Extracted data entries:
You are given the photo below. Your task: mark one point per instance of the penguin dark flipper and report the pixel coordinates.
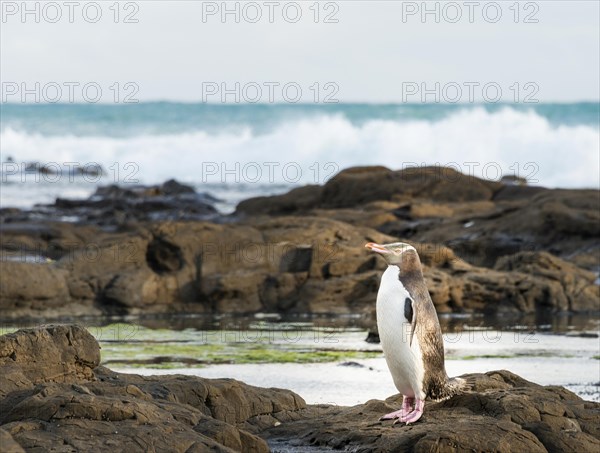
(411, 316)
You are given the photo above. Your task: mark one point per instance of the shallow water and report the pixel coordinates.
(327, 360)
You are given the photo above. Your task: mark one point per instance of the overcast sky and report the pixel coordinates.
(367, 49)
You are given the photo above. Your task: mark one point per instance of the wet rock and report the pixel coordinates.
(503, 413)
(53, 393)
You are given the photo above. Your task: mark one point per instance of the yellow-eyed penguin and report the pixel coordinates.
(410, 333)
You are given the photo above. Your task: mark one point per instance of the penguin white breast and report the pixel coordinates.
(404, 361)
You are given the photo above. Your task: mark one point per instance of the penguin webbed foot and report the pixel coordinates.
(393, 415)
(405, 415)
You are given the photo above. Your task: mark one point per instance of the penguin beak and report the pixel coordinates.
(376, 248)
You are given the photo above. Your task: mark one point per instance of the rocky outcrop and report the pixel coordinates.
(488, 247)
(480, 220)
(54, 395)
(285, 264)
(503, 413)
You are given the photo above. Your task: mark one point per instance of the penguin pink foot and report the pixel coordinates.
(414, 415)
(406, 409)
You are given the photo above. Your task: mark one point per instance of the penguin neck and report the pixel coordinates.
(410, 265)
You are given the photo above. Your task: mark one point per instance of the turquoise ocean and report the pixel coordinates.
(237, 151)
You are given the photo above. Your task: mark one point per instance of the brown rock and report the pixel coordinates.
(53, 393)
(504, 413)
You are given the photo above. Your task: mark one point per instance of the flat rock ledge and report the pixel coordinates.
(54, 396)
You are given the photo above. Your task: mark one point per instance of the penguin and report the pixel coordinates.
(410, 333)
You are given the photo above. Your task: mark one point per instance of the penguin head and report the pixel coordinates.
(397, 253)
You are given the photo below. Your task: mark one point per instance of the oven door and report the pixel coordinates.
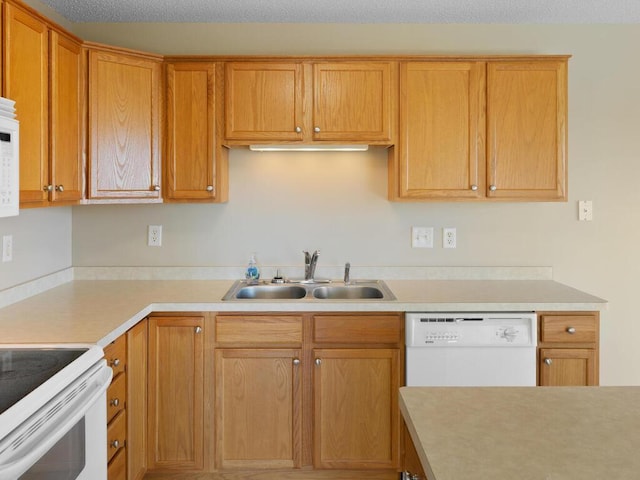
(66, 439)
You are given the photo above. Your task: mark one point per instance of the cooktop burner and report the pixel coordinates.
(23, 370)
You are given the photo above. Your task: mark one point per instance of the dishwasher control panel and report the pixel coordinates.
(470, 329)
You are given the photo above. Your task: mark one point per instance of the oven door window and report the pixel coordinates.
(65, 460)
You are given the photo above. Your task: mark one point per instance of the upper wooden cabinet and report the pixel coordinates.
(442, 134)
(195, 164)
(449, 148)
(527, 129)
(43, 73)
(67, 128)
(124, 125)
(307, 102)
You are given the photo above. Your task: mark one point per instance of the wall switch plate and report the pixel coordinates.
(7, 248)
(585, 210)
(449, 237)
(155, 236)
(422, 237)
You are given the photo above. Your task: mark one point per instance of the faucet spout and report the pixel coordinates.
(310, 262)
(347, 277)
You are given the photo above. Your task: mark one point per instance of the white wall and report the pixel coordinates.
(41, 244)
(283, 203)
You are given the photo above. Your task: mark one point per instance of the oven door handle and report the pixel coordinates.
(28, 443)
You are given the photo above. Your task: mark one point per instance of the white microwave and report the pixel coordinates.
(9, 164)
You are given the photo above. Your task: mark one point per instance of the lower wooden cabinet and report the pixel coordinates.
(568, 348)
(355, 408)
(258, 408)
(308, 391)
(411, 464)
(137, 401)
(176, 383)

WHAT YOU NEED TO DO: Lay out every line of the rows above as a numbered list, leaving out blank lines. Omit the pictures from your answer.

RESULT FOR THIS EXERCISE:
1. You are given the photo below. Your task: mark one point per instance of the penguin dark flipper and report the pixel coordinates.
2. (411, 316)
3. You are given the photo above. Your task: mark one point per instance of the shallow water and report the pixel coordinates.
4. (327, 360)
5. You are given the photo above. Your task: mark one point per instance of the overcast sky and report the pixel coordinates.
6. (367, 49)
7. You are given the photo above. Your task: mark one point per instance of the wet rock and report the pixel coordinates.
8. (503, 413)
9. (53, 393)
10. You are given the photo above. Your task: mark one point per instance of the yellow-eyed penguin and report the pixel coordinates.
11. (410, 333)
12. You are given the photo above. Your task: mark one point per instance of the penguin white breast and report the pixel coordinates.
13. (404, 361)
14. You are given the photo above. Your task: mark one point per instance of the penguin webbed foot and report the pixel coordinates.
15. (393, 415)
16. (405, 415)
17. You are given the photo above. Your task: mark one point per instance of the penguin beak and report the pixel coordinates.
18. (376, 248)
19. You are given the photo above. Your task: mark one point per instance of the rocky outcrop and report the pixel coordinates.
20. (488, 247)
21. (480, 220)
22. (54, 395)
23. (285, 264)
24. (503, 413)
25. You are given the photo above. Your task: mark one point per instance of the penguin pink foot and report the pixel coordinates.
26. (414, 415)
27. (406, 409)
28. You are given the photo above. Your task: mark one point per instance of the penguin neck and report the pixel coordinates.
29. (410, 265)
30. You are given the photo above. Your task: mark one point per instance of the turquoise ocean and report the pixel coordinates.
31. (237, 151)
32. You are given the photo above. Your task: mark one point per instance of the brown rock and report the pixel coordinates.
33. (53, 393)
34. (504, 413)
35. You are given the photo above. Your task: mark one point per instance of the flat rock ledge and report the pixel coordinates.
36. (54, 396)
37. You are given the photo above. Your task: mark one point per instance of the penguin and report the pixel coordinates.
38. (410, 333)
39. You are given the photo above. Your task: mark one point per instance of the penguin head and report the pixel coordinates.
40. (397, 253)
41. You are given the photo below. Your task: mark one point per instance of the oven door and report the pixel coordinates.
42. (66, 439)
43. You are given the photo above. Your task: mark one point per instance of the cooktop burner and report the pixel coordinates.
44. (23, 370)
45. You are given the photo above. Your task: mark one point per instance of the dishwasher control panel and report the pixel coordinates.
46. (470, 329)
47. You are given the photo above. Your task: mark one point per instance of the oven door window and report the pixel coordinates.
48. (65, 460)
49. You are given the photo above. Your task: mark one point per instance of the upper wooden cabinet and report the pixel coordinates.
50. (442, 134)
51. (195, 164)
52. (449, 148)
53. (527, 129)
54. (43, 73)
55. (67, 128)
56. (124, 125)
57. (307, 102)
58. You are given the photo above. Your task: mark one point per instance of the wall switch plate and report the pixel coordinates.
59. (7, 248)
60. (585, 210)
61. (449, 237)
62. (155, 236)
63. (422, 237)
64. You are given the photo above. Your task: mark one point per instance of the faucet spout and report the pixel coordinates.
65. (310, 262)
66. (347, 277)
67. You are given the photo above. Your task: mark one point per instance of the white wall and report the pixel coordinates.
68. (41, 244)
69. (283, 203)
70. You are given the photo above. Your task: mark one point per instance of the oven door handle and report the pixel coordinates.
71. (28, 443)
72. You are given the photo above. Your task: mark one point per instance of the white microwave and report the pixel coordinates.
73. (9, 164)
74. You are given the photo above. Your task: mark one point per instance of the lower wooden cabinet and report the pixel coordinates.
75. (568, 348)
76. (355, 408)
77. (258, 408)
78. (308, 391)
79. (411, 464)
80. (137, 401)
81. (176, 383)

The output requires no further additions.